■ WORK ORDER ■
When you reach the records below, repeat each one exactly as written.

■ DATA IN THIS EXERCISE ■
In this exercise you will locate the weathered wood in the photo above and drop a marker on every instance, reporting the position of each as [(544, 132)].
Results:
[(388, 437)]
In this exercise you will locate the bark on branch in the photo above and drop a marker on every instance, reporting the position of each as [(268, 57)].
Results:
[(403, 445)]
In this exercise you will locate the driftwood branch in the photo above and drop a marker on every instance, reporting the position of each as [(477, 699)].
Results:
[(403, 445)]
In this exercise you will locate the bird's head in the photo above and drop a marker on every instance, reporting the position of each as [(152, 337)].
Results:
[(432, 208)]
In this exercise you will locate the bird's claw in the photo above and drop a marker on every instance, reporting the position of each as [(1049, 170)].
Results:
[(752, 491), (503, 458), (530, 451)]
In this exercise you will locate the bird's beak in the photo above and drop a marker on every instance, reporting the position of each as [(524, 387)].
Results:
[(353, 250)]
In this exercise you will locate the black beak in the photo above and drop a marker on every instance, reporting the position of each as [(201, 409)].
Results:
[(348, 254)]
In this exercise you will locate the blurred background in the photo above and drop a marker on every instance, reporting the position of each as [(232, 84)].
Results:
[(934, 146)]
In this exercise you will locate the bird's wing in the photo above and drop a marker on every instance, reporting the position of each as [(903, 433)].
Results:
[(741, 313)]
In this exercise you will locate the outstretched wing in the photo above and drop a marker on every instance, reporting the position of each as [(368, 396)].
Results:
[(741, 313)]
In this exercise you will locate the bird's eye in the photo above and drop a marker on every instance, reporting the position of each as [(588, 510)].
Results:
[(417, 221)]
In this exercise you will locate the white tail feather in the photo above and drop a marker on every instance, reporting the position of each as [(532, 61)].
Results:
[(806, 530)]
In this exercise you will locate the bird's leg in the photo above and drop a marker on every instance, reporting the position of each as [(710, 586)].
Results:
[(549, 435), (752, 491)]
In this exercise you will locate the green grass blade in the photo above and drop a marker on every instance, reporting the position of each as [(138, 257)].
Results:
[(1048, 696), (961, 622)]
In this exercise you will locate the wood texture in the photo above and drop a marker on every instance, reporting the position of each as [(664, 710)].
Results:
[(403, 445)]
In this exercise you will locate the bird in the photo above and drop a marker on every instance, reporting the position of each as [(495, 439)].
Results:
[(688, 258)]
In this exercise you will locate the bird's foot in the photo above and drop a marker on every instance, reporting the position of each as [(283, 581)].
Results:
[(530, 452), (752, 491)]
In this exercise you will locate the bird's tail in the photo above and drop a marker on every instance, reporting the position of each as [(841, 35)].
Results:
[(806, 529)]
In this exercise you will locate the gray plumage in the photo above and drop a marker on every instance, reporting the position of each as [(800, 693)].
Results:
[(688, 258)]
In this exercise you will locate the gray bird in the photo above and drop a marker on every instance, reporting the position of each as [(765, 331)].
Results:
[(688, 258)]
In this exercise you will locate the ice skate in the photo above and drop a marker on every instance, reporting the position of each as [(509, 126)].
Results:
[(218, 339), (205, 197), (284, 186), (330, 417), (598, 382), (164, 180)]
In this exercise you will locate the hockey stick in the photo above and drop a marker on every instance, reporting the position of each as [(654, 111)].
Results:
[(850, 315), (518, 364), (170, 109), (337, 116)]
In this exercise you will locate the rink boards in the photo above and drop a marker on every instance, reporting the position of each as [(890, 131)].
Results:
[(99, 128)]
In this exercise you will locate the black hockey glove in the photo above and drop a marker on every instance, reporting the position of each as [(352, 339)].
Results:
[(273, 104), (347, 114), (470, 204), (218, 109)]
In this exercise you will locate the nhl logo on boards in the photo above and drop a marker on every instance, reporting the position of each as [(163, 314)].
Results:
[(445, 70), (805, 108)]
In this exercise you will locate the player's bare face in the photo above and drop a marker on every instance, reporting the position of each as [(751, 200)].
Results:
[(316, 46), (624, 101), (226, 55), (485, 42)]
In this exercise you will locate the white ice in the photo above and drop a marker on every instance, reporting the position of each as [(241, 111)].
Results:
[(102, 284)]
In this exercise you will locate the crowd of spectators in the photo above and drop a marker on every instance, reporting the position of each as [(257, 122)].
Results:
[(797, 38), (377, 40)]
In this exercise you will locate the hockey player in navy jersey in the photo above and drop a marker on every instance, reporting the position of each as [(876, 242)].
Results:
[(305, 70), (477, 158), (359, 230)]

■ ANSWER SECTION ■
In this exercise you will locate the weathered wood in the photo above and drop a marker on every instance, reporting the position of each as [(544, 132)].
Results:
[(388, 437)]
In this exercise you will locate the bark on branch in the photo above and drop a marker on every instance, reporting the position of each as [(268, 57)].
Results:
[(403, 445)]
In this exercise you will locate the driftwood branch in the photo above and drop a marker on every instance, reporting the position of each as [(477, 699)].
Results:
[(403, 445)]
In this exercise you will locate the bird's head in the photo above and drop a marker on every instance, reporting the position of each as [(152, 337)].
Results:
[(432, 208)]
In this exercise you will locate the bird's claw in the photo above and drop a marker on every instance, reporting the position of each as [(1049, 170)].
Results:
[(752, 491), (503, 458), (530, 451)]
In this exercise you will locate the bird's beak in the photo above and drop a marker on every instance, reporting the position of each as [(524, 387)].
Results:
[(353, 250)]
In this exercise you will locate the black beak in the photo above and drop a marker on every instance, reporting the position of each as [(201, 409)].
Results:
[(348, 254)]
In this exercise you will locate the blurred background in the photo above and drop a marker on every instance, reporting the position of each as [(232, 84)].
Results:
[(934, 146)]
In this exercise you will locate the bird's wing in the photo above and drop a marker on every instance, reporting the position of each as [(903, 433)].
Results:
[(741, 313)]
In this exercise you will locate the outstretched wing in the photo above and drop a marker on every instance, reporting the position of each as [(368, 396)].
Results:
[(741, 313)]
In this exercise you will locate the bird's eye in the photo above and drop a marker on every instance, reporting the position of each as [(588, 510)].
Results:
[(417, 221)]
In this exercise you will locate the white tail feather in the photo above and drop a marker on every instance, reporting the position of each as [(532, 61)].
Results:
[(806, 530)]
In this exercise you will locate the bird's leg in the photo above and drop a marker on every instance, reporting the position of each as [(710, 586)].
Results:
[(549, 435), (752, 491)]
In this exercise you will locate the green grass blade in the photo above and drop a marker on every instance, reporting the position of each as [(138, 257)].
Results:
[(1048, 696), (961, 622)]
In this exercise you will locate the wood texture in the photo above and drop a marker on every instance, reporting the position of each as [(664, 710)].
Results:
[(403, 445)]
In this exercise you will locate the bird in the photo above and drop a marker on every instance, reporting the position of each as [(495, 439)].
Results:
[(688, 258)]
In this exercise you will locate the bird's foot in the photo above and drop a marker on every instance, reporting the position of each as [(283, 581)].
Results:
[(530, 452), (752, 491)]
In this exercise you will locate the bird's tail in the photo above and drop a marker on every instance, reporting the position of each as [(841, 35)].
Results:
[(806, 529)]
In this exercise you will locate the gray plumage in the photo above and drop a marker on every instance, reporting the position of each as [(800, 693)].
Results:
[(688, 258)]
In this exercise you will locate the gray bird in the photo above and drop a marker on every instance, reporting the position of each as [(765, 331)].
Results:
[(688, 258)]
In this exercise you will locate the ice skate in the photo above and drop a marker on every instance, reporting the position of each as [(509, 126)].
Results:
[(218, 339), (205, 197), (284, 186), (330, 417), (598, 382), (164, 180)]
In this exercise you will locate the hockey stick in the photo above and drop a marker on every instance, reporting the position of each as [(654, 111)].
Results:
[(850, 315), (518, 364), (170, 109), (337, 116)]
In this exercise you will locate the rink boards in the photo above and drop a marker on every instance, reporting the position of each as [(890, 131)].
Results:
[(99, 128)]
In this exercise you will locate the black hockey glove in the photo above and drop a marker on every instance, reporting the position of each as [(352, 339)].
Results:
[(273, 104), (347, 114), (470, 204), (218, 109)]
In this exercise you will locate the nhl logo on boards in the photo above and drop a marker on every instance, reporting the position of each as [(163, 314)].
Results:
[(445, 70), (805, 108)]
In this exercise you will locate the player's bare face in the photo above and drop a marker on every instance, reporting the position of each as [(751, 200)].
Results:
[(316, 46), (624, 101), (226, 55), (485, 42)]
In this exercise you will locate the white ice in the photo above and drop a marker on every instance, reporting the position of each as [(241, 111)].
Results:
[(102, 284)]
In this exercise you will locate the crowd of spectators in the photo above and drop a marker on every instance, reporting the position of each as [(257, 122)].
Results:
[(797, 38), (377, 40)]
In this exercise you will locate the hockey player in navy jersey in the photo above and drop a marker on every instance, reporting the position of each as [(876, 242)].
Results:
[(305, 70), (477, 158), (359, 230)]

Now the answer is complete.